● **What needs to be done**: Repeat, without any change, the stretch of lines from the one containing "Ground stacked stone" through the one containing "1134, 289, 1289]]".

● **Raw data**:
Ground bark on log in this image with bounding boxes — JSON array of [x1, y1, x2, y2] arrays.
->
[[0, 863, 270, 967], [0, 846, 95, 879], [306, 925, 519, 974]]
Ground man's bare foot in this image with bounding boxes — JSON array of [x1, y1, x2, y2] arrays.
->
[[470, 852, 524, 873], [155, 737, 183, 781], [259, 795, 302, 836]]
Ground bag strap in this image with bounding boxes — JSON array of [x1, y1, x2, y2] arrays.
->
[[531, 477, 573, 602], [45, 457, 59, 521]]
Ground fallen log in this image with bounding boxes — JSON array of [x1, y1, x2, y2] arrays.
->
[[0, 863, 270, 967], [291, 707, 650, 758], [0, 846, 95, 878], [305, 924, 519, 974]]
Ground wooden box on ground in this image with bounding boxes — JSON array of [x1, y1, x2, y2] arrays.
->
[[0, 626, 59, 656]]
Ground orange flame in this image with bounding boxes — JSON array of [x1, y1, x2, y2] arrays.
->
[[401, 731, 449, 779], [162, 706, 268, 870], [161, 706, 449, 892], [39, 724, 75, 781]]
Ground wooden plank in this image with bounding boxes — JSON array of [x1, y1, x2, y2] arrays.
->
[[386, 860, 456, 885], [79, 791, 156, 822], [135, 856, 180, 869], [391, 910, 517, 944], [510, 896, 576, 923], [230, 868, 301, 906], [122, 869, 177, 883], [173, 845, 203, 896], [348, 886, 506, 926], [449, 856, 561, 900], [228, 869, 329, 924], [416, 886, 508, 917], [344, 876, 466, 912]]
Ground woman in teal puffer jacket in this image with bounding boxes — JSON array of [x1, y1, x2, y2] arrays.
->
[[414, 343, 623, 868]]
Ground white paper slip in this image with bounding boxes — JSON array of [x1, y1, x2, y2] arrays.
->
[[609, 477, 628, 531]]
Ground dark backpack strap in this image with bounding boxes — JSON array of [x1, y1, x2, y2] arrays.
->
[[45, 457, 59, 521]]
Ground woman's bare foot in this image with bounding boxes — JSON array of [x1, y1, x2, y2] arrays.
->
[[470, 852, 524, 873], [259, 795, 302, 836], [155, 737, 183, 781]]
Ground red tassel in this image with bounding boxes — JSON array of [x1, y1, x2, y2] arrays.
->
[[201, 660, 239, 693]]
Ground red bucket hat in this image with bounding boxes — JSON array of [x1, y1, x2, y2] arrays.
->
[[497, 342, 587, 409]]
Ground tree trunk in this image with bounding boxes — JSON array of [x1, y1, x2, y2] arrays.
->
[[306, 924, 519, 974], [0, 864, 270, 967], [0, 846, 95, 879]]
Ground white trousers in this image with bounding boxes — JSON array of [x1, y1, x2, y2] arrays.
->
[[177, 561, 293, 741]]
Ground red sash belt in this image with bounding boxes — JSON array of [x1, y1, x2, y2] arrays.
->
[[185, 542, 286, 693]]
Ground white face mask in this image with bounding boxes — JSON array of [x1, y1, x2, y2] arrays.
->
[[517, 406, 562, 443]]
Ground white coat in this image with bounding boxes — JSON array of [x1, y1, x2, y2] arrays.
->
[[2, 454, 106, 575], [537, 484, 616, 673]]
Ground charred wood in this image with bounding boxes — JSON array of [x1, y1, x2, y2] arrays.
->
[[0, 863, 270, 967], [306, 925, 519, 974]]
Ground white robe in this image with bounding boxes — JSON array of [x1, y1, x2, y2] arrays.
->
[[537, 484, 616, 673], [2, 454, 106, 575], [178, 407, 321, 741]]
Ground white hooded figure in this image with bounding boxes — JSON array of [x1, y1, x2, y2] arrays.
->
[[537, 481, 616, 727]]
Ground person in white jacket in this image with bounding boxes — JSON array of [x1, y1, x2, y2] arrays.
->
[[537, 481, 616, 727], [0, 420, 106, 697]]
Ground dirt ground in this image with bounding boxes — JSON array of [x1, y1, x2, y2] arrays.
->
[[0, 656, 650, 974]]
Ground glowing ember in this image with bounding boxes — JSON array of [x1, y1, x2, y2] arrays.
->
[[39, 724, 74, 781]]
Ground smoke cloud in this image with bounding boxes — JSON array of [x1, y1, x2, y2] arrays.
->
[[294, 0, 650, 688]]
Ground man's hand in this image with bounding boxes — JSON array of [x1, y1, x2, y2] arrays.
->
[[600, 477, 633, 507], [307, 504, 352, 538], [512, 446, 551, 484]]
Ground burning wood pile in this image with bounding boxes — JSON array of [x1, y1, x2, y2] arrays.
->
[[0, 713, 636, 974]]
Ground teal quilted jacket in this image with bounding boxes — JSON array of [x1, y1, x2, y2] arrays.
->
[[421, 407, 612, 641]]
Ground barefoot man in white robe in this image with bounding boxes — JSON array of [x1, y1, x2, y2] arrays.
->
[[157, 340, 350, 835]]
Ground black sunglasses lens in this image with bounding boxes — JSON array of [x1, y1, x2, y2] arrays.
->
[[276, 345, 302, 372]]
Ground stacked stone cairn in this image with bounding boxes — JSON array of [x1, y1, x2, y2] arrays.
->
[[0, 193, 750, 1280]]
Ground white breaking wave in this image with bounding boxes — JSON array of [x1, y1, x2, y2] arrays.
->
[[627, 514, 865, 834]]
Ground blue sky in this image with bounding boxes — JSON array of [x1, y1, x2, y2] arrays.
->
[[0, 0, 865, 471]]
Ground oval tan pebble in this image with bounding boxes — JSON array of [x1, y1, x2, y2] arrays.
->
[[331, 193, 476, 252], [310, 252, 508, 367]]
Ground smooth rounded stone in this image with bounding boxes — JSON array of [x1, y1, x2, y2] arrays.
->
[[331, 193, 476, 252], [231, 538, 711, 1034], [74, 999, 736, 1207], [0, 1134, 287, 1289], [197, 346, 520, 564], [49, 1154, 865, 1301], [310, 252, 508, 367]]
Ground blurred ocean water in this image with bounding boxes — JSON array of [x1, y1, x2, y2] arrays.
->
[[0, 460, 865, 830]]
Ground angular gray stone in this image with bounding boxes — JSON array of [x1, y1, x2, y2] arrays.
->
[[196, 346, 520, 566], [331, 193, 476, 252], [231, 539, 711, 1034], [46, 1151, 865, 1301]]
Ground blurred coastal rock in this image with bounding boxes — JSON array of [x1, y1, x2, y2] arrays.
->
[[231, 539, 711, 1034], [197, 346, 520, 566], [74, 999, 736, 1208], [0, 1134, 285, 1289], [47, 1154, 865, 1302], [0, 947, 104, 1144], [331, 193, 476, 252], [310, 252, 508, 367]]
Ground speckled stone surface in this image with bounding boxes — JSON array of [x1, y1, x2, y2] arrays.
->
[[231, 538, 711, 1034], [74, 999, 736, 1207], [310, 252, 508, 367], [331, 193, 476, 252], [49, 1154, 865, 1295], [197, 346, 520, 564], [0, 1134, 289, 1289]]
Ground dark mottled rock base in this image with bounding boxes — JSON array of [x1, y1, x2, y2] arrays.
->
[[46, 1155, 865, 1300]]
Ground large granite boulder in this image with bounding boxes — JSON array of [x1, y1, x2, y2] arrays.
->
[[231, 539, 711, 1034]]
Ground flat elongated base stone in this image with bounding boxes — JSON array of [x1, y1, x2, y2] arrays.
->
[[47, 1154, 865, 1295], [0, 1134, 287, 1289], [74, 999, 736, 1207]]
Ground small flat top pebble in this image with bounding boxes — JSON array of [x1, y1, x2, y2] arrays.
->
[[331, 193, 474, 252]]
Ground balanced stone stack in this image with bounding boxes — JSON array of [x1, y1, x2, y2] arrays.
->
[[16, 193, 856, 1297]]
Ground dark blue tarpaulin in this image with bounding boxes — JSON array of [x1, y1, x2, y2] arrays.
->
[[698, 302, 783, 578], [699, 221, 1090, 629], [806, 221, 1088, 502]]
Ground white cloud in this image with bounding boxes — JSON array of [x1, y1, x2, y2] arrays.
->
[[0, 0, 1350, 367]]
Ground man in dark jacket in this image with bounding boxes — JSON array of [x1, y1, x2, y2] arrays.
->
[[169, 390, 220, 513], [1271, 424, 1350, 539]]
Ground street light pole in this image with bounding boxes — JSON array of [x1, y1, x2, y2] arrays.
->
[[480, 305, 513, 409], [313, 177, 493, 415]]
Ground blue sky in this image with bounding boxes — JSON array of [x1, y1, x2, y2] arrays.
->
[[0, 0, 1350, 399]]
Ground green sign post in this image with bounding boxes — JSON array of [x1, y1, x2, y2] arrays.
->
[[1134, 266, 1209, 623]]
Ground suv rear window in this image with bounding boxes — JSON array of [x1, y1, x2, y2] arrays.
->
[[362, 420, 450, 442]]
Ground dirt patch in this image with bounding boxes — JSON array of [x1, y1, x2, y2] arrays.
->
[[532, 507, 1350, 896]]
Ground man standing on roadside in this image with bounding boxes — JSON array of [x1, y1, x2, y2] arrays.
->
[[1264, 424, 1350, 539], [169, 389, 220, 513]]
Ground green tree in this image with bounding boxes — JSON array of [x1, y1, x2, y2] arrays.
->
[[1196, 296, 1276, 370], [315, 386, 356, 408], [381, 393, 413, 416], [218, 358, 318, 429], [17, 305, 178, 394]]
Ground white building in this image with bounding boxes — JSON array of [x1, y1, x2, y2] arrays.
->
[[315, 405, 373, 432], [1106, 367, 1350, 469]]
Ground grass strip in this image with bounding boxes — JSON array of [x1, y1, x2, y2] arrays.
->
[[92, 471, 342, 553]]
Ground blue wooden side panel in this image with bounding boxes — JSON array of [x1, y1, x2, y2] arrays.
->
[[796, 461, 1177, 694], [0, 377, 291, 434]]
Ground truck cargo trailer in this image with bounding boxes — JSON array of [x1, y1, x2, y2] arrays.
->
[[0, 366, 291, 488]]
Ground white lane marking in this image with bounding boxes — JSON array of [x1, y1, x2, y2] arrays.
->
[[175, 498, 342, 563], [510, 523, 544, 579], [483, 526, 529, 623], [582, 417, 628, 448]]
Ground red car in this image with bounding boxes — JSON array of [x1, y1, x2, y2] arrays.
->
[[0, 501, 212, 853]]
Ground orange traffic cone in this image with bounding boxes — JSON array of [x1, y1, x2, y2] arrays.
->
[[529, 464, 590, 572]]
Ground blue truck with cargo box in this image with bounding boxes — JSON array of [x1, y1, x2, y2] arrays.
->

● **Written answer**:
Ground stacked stone cairn in this image with bounding boxes — JSON array of [x1, y1, x2, y2] arrays.
->
[[0, 193, 750, 1280]]
Ground white breaking wave in this image with bounding boxes — JSON array of [x1, y1, x2, y2] arrays.
->
[[627, 514, 865, 834]]
Ground blue sky in this image with bounding boxes — JSON array of [x1, y1, x2, y2] arrays.
->
[[0, 0, 865, 471]]
Ground oval tan pebble in this image with bounding boxes — JSON array of [x1, y1, x2, y2] arrays.
->
[[331, 193, 476, 252], [310, 252, 508, 367]]
Ground smooth rounded stone in this image with bounding boxes — JSON array of [x1, y1, x2, y2] arrays.
->
[[331, 193, 476, 252], [231, 538, 711, 1034], [74, 999, 736, 1207], [0, 1134, 287, 1289], [197, 346, 520, 564], [49, 1154, 865, 1301], [310, 252, 508, 367]]
Ground blurred ocean water in this image with bounding boxes — JSON array of [x1, y1, x2, y2] arrays.
->
[[0, 460, 865, 830]]
Ground angular gray stone in this image with bounding boxes — JSON array of [x1, y1, x2, y2] arrays.
->
[[196, 346, 520, 566], [331, 193, 476, 252], [231, 539, 711, 1034], [46, 1151, 865, 1301]]
Ground blurred coastal rock in this image with bounding boxes — JSON array of [x1, y1, x2, y2] arrays.
->
[[231, 539, 711, 1034], [197, 346, 520, 566], [74, 999, 736, 1208], [0, 1134, 285, 1289], [47, 1154, 865, 1302], [0, 947, 104, 1144], [331, 193, 476, 252], [310, 252, 508, 367]]
Ground speckled stone surface in this image with bounding boxes — JSON array of [x1, y1, x2, y2] arrays.
->
[[231, 538, 711, 1034], [74, 999, 736, 1207], [310, 252, 508, 367], [331, 193, 476, 252], [49, 1154, 865, 1295], [197, 346, 520, 564], [0, 1134, 289, 1289]]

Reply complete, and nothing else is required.